[WHAT YOU SHOULD DO]
Give back the line where "Where can you spot the wooden post" appears and all the lines after it until the listing ends, unchanged and with nothing else.

[Point labeling examples]
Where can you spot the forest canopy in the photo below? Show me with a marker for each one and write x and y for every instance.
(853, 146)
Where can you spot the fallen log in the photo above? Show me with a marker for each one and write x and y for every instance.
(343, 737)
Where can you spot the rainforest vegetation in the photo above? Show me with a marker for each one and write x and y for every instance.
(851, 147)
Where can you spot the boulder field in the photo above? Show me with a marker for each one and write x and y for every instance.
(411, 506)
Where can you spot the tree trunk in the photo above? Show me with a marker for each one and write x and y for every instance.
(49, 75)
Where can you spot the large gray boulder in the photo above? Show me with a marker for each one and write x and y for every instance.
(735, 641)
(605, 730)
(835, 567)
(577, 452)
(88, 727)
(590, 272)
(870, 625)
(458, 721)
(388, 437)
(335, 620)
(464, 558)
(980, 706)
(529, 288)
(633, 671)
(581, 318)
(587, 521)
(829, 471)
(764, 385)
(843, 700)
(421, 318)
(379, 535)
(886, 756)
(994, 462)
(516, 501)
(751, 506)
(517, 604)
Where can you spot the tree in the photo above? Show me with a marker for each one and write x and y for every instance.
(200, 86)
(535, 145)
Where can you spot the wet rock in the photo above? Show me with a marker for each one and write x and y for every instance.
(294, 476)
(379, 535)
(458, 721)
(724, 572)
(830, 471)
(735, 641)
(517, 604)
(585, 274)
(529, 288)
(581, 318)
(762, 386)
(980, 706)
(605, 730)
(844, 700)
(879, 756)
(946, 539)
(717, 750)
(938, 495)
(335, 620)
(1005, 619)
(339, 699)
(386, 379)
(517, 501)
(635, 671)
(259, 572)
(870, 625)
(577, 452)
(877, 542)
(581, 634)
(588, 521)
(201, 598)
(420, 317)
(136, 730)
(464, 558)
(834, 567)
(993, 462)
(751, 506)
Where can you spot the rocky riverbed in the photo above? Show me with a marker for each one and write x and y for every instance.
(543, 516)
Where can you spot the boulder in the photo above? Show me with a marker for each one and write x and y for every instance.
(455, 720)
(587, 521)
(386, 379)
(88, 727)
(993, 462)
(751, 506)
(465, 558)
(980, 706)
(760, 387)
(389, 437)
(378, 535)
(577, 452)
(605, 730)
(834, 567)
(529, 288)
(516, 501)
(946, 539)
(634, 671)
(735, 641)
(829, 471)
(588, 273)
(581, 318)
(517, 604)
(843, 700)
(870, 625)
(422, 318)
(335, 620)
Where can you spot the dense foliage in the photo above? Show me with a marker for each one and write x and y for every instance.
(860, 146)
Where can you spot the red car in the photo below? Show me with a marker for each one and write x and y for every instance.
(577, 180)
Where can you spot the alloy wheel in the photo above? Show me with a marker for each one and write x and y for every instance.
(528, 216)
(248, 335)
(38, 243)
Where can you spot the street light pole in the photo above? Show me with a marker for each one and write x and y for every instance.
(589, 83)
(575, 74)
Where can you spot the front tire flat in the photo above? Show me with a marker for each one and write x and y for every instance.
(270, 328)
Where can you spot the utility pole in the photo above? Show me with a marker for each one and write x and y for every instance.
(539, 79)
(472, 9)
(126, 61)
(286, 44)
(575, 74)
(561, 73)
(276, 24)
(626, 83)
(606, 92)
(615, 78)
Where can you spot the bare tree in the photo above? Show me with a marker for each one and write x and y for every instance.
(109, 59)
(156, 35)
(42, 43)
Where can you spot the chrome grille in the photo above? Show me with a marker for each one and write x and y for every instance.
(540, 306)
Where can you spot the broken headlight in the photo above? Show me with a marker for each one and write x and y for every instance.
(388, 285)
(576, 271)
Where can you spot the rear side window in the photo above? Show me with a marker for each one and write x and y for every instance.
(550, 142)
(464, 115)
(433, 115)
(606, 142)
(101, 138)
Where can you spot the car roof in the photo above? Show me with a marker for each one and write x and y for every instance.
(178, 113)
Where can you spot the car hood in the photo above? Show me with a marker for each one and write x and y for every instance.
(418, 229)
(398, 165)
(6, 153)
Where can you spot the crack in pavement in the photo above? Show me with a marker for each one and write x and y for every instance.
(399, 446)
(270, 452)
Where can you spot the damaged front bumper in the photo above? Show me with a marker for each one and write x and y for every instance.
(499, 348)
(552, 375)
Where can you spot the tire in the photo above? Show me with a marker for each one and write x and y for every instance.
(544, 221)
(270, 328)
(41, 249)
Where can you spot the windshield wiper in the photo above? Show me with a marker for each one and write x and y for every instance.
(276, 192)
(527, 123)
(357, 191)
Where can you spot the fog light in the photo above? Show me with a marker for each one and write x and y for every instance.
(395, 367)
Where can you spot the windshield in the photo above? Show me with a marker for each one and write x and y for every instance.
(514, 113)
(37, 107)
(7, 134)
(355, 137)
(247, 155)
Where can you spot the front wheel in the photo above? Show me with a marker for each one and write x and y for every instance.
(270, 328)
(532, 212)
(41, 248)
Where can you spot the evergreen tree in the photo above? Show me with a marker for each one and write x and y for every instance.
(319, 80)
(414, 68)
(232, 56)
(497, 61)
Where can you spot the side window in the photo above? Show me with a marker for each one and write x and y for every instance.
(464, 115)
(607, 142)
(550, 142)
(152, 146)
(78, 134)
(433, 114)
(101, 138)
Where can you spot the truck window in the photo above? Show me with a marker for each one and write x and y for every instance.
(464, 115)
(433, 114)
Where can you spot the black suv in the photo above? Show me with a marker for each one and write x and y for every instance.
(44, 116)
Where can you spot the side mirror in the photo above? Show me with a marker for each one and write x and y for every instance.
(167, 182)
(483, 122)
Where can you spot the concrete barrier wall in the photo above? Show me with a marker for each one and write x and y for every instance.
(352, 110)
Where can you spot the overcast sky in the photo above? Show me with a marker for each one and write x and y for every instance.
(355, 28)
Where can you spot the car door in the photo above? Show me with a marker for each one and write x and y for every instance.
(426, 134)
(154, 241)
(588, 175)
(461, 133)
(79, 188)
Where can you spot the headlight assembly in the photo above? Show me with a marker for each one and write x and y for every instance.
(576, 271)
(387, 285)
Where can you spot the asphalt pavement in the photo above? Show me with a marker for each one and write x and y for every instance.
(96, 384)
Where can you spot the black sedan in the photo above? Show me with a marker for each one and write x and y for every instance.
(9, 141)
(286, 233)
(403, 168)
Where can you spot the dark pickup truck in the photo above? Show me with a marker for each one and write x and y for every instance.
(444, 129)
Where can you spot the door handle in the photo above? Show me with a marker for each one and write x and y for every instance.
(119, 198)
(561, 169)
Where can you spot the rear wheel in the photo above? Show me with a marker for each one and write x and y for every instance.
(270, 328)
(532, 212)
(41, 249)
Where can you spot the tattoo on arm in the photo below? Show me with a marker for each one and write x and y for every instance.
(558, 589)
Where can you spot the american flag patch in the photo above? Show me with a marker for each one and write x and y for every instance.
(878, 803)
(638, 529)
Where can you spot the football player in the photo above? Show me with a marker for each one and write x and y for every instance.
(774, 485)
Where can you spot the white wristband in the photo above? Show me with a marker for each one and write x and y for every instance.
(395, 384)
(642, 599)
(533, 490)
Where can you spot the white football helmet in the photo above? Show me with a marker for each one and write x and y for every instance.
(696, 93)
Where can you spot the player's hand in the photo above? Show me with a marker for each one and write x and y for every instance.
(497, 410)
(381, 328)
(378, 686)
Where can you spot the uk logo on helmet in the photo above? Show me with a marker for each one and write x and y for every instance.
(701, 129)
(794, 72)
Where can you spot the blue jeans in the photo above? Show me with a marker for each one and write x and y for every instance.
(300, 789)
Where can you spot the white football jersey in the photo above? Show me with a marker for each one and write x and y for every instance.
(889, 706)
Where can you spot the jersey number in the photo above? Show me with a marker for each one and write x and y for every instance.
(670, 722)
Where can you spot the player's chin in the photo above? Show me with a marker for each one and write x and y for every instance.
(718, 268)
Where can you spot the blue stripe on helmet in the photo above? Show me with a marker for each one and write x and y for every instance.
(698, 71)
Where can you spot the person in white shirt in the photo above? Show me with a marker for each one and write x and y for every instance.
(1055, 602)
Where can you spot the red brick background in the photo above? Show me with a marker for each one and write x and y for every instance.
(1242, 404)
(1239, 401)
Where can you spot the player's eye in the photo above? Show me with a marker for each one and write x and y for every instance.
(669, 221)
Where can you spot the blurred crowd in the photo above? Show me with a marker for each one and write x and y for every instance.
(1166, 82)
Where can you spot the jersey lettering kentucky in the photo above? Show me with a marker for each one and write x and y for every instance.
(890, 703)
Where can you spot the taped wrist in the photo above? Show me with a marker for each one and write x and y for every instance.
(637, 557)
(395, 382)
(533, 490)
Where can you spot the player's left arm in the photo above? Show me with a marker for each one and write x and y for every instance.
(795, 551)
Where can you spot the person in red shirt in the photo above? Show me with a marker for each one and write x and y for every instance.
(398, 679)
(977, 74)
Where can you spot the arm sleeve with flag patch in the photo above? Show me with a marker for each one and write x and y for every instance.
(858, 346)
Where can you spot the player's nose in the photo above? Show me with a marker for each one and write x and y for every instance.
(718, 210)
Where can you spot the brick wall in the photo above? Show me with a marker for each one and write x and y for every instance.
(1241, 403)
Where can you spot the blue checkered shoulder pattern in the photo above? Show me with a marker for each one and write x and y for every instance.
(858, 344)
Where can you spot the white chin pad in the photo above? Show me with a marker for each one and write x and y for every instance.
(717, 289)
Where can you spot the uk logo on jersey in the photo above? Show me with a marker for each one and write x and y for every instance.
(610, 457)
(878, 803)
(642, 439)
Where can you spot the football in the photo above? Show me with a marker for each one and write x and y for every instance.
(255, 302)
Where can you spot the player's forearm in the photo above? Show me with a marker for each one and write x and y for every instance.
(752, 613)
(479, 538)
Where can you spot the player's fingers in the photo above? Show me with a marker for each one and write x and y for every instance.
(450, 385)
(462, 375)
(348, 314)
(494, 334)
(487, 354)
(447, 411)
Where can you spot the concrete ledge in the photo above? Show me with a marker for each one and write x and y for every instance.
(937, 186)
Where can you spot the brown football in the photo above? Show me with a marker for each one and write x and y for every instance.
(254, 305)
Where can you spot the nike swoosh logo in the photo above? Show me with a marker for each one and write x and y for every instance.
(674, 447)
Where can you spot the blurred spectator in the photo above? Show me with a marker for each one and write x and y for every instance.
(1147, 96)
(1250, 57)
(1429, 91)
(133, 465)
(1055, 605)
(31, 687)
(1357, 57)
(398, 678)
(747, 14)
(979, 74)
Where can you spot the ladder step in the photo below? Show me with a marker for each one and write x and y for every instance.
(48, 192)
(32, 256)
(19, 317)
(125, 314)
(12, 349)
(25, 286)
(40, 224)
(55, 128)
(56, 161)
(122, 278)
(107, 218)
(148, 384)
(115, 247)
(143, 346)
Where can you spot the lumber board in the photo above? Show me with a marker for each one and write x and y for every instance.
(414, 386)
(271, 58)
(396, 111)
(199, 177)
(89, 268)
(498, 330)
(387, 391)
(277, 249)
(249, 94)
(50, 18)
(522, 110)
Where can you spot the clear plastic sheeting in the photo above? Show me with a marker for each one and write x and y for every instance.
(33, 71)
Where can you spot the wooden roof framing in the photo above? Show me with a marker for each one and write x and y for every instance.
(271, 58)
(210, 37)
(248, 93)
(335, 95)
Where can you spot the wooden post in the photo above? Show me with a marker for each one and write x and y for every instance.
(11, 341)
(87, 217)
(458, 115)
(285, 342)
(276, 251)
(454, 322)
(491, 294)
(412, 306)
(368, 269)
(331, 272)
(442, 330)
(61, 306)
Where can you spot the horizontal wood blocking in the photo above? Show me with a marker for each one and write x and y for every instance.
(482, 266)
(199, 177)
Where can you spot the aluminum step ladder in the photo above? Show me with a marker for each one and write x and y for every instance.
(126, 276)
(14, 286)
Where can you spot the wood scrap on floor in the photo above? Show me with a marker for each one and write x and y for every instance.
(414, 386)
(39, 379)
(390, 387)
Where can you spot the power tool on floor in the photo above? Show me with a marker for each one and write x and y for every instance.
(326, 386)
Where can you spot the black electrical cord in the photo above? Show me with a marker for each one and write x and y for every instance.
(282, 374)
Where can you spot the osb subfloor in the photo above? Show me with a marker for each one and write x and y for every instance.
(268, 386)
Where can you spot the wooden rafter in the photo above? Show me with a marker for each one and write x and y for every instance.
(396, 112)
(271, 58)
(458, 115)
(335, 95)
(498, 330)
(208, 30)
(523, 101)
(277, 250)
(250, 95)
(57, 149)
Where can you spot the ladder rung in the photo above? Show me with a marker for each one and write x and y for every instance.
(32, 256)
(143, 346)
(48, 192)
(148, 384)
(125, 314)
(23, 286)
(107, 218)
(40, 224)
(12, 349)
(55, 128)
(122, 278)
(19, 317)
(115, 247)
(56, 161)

[WORKED SOLUTION]
Where can you spot the wooden post in the photo above? Show me with a marker for each one and write x and y for every instance.
(11, 341)
(87, 217)
(458, 115)
(285, 342)
(276, 251)
(454, 322)
(491, 294)
(412, 306)
(368, 269)
(331, 272)
(442, 330)
(61, 306)
Where can you spot the horizontal wood blocking in the photo above? Show me with a marker for each one and write x and y for every instance.
(482, 266)
(199, 177)
Where can you spot the aluminum step ladder in the photo above? Show me with a marker for each one and write x and y for every instance.
(126, 276)
(14, 286)
Where can you spot the wood scrap on floor in the photo above? Show me with a marker for each one and write x and y for every instance.
(414, 386)
(39, 379)
(390, 387)
Where can you spot the power tool on floor in the photo above? Show me with a marker for each one and write x and y for every instance.
(326, 386)
Where can you spot the black electrical cord in the photo above? Show me with a marker for each one and write x and y for every instance.
(282, 374)
Where can you spot the osb subfloor in the photo above? Show me with a marker for each one and write x and y for every instance.
(268, 386)
Where can you spot the wooden rafter in the photo above? Show me with a marker for each one and write x and y for every instance.
(396, 112)
(271, 58)
(458, 115)
(335, 95)
(498, 330)
(208, 30)
(523, 101)
(277, 250)
(250, 95)
(57, 149)
Where can you spot the ladder rung in the photo above? Show me with a marker for each one and write x and y for every instance.
(32, 256)
(143, 346)
(48, 192)
(148, 384)
(125, 314)
(23, 286)
(107, 218)
(40, 224)
(12, 349)
(55, 128)
(122, 278)
(19, 317)
(115, 247)
(56, 161)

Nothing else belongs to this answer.